§ TEXT SHOWN:
People v. Brown

Decision Date23 July 2019
Docket NumberNo. 1-16-1204,1-16-1204
Citation2019 IL App (1st) 161204,434 Ill.Dec. 320,136 N.E.3d 68
Parties The PEOPLE of the State of Illinois, Plaintiff-Appellee, v. Alvin BROWN, Defendant-Appellant.
CourtUnited States Appellate Court of Illinois

JUSTICE HYMAN delivered the judgment of the court, with opinion.

¶ 1 The arresting officer saw Alvin Brown taking a drink of beer while standing in a gas station parking lot and arrested him for violating the Chicago Municipal Code which prohibits drinking on a "public way." Chicago Municipal Code § 8-4-030 (amended at Chi. City Clerk J. Proc. 52958 (May 8, 2013)). Brown had in his pocket a controlled substance and was later tried and convicted for possessing it.

¶ 2 Brown argues that because his arrest was without probable cause, his motion to quash arrest and suppress evidence should have been granted. We agree, and reverse. The gas station parking lot does not fit within "public way," which the Municipal Code defines as "any sidewalk, street, alley, highway or other public thoroughfare." Chicago Municipal Code § 1-4-090(f) (amended at Chi. City Clerk J. Proc. 44485 (Dec. 12, 2012)). Moreover, the officer lacked a reasonably objective basis for believing that Brown was on the "public way."

§ DATA PROVIDED:
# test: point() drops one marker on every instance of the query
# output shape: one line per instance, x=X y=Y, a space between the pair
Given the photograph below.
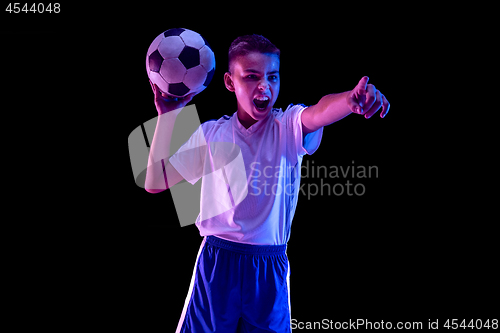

§ OBJECTIVE: Return the passage from the court opinion, from "People v. Brown" up to and including "court, with opinion.", copied word for word.

§ EXERCISE RESPONSE:
People v. Brown

Decision Date23 July 2019
Docket NumberNo. 1-16-1204,1-16-1204
Citation2019 IL App (1st) 161204,434 Ill.Dec. 320,136 N.E.3d 68
Parties The PEOPLE of the State of Illinois, Plaintiff-Appellee, v. Alvin BROWN, Defendant-Appellant.
CourtUnited States Appellate Court of Illinois

JUSTICE HYMAN delivered the judgment of the court, with opinion.